- _Problem description_:
Find every line in the material below that contains the word "road" and copy each such line. Case counts.

- _Working data_:
● ● ● ● ● ● ●
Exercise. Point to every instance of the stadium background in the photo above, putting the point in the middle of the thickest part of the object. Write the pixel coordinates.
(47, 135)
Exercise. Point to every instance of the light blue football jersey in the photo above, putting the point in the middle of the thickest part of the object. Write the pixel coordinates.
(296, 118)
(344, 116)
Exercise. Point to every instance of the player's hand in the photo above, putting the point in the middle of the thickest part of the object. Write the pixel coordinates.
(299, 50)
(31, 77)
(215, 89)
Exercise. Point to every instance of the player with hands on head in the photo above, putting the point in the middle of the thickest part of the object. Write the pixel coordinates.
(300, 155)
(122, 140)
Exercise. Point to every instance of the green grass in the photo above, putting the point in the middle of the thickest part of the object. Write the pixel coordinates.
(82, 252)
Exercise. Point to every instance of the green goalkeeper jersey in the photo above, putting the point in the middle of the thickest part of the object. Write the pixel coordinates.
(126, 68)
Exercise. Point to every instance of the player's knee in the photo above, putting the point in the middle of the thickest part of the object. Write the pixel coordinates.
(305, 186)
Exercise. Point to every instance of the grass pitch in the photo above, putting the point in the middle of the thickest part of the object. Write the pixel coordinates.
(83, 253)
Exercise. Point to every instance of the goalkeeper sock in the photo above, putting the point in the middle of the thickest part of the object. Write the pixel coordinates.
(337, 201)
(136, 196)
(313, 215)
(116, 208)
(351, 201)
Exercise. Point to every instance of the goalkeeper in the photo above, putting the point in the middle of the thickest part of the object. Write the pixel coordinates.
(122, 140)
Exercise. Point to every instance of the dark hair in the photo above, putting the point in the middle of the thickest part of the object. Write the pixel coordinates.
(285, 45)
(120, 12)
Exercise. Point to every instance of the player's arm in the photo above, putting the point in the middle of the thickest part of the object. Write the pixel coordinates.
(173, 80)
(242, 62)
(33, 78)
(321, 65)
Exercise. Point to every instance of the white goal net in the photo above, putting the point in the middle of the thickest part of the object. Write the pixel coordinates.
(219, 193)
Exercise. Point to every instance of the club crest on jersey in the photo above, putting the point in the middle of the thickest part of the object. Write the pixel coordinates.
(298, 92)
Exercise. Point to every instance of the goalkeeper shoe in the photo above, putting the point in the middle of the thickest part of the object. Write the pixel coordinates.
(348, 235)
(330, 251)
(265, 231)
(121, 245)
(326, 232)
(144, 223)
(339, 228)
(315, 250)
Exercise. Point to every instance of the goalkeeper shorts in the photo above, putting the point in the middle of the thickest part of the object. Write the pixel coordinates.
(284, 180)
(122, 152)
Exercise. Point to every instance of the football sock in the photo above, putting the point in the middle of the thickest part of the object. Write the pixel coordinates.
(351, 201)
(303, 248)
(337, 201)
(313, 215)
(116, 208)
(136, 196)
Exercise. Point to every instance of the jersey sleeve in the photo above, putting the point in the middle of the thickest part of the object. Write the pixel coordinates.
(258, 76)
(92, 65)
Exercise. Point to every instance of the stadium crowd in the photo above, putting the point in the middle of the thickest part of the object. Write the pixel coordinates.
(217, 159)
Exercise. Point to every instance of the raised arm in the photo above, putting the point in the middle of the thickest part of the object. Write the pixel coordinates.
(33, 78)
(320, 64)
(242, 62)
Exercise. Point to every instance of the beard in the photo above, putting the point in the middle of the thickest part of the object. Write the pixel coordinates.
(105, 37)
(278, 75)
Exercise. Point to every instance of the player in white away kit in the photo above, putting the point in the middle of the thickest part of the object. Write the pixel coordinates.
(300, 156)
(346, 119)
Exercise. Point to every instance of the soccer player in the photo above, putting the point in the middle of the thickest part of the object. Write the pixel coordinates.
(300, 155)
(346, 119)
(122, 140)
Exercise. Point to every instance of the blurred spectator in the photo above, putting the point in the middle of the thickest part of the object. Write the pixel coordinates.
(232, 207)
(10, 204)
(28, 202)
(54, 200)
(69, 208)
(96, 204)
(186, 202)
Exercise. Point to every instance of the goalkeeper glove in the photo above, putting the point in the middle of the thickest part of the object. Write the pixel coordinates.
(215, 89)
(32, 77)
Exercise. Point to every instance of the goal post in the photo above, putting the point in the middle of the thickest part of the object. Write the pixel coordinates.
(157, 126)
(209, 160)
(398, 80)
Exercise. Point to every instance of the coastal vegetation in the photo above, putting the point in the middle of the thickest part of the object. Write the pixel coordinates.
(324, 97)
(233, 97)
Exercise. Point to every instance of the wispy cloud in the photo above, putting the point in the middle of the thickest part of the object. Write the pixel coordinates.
● ● ● ● ● ● ●
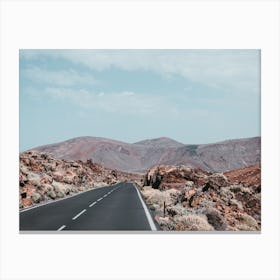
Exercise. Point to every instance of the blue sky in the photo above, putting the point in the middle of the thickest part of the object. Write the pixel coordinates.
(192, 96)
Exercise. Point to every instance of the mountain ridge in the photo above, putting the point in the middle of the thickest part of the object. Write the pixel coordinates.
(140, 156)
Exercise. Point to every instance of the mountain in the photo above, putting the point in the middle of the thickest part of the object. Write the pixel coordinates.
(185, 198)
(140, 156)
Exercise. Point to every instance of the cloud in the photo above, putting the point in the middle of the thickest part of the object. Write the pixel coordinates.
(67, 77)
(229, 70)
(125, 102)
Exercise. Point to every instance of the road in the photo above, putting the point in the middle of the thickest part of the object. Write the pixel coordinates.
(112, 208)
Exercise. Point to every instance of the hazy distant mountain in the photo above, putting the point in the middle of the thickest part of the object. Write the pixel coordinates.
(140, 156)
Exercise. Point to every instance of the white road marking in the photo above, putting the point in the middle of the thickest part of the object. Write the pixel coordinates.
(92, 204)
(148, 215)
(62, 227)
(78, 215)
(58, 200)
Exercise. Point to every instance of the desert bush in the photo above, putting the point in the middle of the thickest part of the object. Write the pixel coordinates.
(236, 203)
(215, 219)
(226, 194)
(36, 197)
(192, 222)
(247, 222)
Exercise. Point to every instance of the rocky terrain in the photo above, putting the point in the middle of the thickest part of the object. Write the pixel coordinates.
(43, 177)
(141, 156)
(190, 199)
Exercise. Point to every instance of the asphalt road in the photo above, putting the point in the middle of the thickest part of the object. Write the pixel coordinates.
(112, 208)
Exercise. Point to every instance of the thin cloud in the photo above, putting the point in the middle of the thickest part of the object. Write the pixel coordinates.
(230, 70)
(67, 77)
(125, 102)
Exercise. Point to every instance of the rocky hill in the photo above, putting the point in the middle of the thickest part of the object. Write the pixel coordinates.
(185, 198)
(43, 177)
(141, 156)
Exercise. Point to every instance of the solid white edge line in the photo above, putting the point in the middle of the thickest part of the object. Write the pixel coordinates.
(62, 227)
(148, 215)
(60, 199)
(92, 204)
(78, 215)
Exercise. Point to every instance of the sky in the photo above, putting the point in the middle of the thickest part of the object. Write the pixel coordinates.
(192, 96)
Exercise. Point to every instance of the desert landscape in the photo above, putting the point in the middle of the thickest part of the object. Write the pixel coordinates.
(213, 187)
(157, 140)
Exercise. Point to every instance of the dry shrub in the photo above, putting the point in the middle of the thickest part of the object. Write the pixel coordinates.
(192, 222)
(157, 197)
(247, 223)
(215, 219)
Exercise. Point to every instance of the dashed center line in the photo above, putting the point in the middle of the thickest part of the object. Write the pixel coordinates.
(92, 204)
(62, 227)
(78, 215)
● ● ● ● ● ● ●
- _Result_:
Exercise. Point to every instance of the road in the photo above, putting the point in the middle of the thickest part of the object. Write the pixel coordinates.
Exercise. Point to every instance of the white road marking in the photo above, putting the point in the middle of the thickest part of the object. Write the pixel coordinates.
Exercise. Point to every instance of the asphalt road in the photo above, putting the point in the middle of the thickest part of the object. Write the pixel coordinates.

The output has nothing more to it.